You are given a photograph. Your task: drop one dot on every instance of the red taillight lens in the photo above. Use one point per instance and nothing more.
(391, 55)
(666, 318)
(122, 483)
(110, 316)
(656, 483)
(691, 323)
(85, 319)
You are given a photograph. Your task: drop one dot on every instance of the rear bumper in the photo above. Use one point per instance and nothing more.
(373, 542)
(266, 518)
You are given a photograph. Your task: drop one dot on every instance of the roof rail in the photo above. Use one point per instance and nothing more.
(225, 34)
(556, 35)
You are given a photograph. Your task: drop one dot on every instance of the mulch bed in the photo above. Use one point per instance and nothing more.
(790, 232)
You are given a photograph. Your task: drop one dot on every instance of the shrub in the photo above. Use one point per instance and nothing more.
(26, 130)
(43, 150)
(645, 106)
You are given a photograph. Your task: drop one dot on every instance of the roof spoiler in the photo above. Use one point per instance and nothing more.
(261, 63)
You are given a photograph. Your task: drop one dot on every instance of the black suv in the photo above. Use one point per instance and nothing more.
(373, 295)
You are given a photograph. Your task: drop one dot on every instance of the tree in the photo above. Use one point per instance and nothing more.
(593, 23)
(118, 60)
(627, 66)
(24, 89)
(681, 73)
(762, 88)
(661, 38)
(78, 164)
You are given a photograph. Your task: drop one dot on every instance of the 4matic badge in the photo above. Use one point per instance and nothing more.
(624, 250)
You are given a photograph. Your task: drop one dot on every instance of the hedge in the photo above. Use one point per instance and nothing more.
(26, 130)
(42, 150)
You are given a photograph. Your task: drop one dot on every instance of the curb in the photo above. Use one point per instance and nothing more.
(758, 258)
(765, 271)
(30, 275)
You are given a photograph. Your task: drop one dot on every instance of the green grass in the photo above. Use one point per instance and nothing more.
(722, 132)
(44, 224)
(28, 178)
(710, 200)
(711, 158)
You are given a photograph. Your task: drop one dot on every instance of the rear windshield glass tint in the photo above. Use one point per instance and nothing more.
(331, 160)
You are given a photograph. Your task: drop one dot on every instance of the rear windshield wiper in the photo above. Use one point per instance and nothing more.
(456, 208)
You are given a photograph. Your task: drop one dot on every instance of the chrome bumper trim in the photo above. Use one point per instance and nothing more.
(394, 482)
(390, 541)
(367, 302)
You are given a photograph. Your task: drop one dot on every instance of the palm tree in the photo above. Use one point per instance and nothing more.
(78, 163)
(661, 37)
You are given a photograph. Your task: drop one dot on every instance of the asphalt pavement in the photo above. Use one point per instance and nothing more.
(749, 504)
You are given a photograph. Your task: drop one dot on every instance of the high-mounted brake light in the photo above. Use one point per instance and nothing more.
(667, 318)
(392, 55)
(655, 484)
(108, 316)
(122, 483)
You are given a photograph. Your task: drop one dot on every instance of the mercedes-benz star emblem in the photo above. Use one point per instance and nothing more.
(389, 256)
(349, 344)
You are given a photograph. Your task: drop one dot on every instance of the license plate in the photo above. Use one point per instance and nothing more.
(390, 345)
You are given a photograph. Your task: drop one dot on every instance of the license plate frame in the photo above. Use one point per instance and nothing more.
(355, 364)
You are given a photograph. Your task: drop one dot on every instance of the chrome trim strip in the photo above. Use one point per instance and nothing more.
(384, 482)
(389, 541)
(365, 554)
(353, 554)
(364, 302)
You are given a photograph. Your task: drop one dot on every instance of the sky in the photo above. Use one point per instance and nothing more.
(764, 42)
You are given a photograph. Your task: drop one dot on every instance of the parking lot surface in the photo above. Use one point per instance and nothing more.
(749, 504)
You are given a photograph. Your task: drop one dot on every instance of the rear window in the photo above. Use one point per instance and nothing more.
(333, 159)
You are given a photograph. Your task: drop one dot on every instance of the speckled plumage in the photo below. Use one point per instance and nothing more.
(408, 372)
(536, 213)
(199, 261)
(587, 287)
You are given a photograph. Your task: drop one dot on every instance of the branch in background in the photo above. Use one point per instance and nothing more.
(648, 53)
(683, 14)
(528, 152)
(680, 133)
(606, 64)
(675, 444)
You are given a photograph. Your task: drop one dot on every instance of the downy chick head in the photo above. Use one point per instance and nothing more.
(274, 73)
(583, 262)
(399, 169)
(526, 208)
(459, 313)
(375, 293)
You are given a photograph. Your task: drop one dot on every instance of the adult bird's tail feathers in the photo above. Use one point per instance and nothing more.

--

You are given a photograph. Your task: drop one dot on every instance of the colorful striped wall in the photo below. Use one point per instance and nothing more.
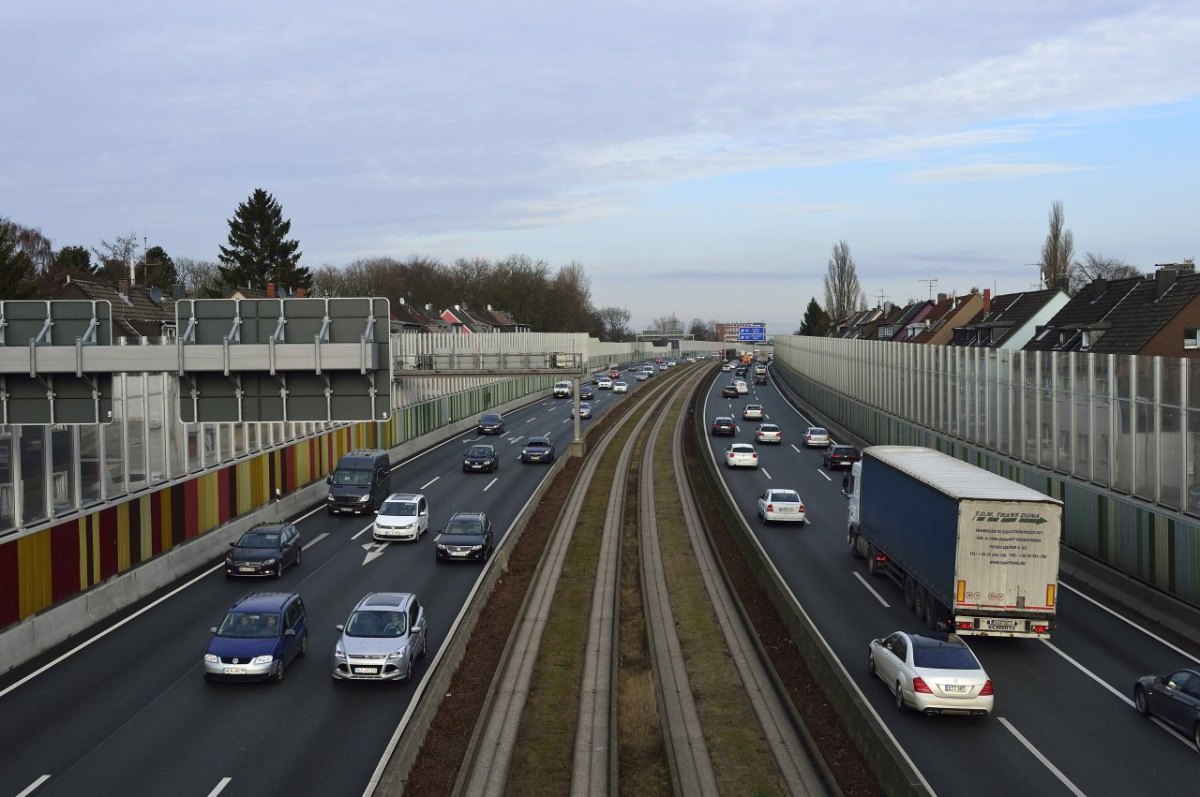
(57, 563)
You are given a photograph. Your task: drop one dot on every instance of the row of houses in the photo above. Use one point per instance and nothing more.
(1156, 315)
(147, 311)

---

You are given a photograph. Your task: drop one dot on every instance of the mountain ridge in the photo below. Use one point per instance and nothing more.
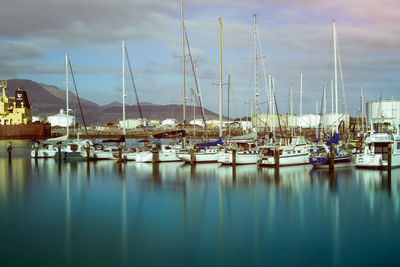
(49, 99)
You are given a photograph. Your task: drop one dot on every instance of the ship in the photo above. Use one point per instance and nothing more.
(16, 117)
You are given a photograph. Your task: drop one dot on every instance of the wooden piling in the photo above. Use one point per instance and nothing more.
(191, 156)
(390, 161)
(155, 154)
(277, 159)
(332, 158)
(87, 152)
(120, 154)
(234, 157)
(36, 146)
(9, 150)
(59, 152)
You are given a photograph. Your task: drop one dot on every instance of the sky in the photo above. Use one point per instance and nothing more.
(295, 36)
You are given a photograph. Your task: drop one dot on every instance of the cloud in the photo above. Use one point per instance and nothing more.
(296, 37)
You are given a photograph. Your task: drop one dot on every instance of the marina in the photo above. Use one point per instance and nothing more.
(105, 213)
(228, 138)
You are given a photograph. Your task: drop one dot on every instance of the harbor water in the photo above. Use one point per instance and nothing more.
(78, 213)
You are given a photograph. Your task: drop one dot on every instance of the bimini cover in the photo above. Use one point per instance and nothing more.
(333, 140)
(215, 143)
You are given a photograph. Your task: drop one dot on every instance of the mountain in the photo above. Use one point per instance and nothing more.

REQUIRED ACTION: Set down, exactly as they stand above, the lines starting with the line with "of the parking" and going on through the line with "of the adult", and no others.

ANSWER BOX:
You are given a photograph. Your task: drop one dot on every instance of the parking lot surface in the photo above. Use one point per instance and nothing more.
(749, 504)
You are given a photograph. Your task: drop one dot on every instance of the rear window in the photo above. Use one point per instance and nothing more.
(333, 159)
You are given a photograph. Your task: drop one dot on every instance of the speckled plumage in the photo below. Use one point per instance and nothing more.
(408, 372)
(536, 213)
(199, 261)
(587, 287)
You are given a photograph. Your task: drop one dot on every instance of the branch in background in the photo above. Use one point per instance and nothing more.
(648, 53)
(683, 14)
(528, 152)
(680, 133)
(606, 64)
(675, 444)
You are given a photograph. Your task: drop one dot on every instance of the downy chick head in the photo above. Use one point per instance and nothing more.
(274, 73)
(583, 262)
(399, 169)
(526, 208)
(459, 313)
(375, 293)
You are given a photograph. Your task: drop one dot on every instance of the adult bird's tail feathers in the photo above. Use one point per instance and nothing more.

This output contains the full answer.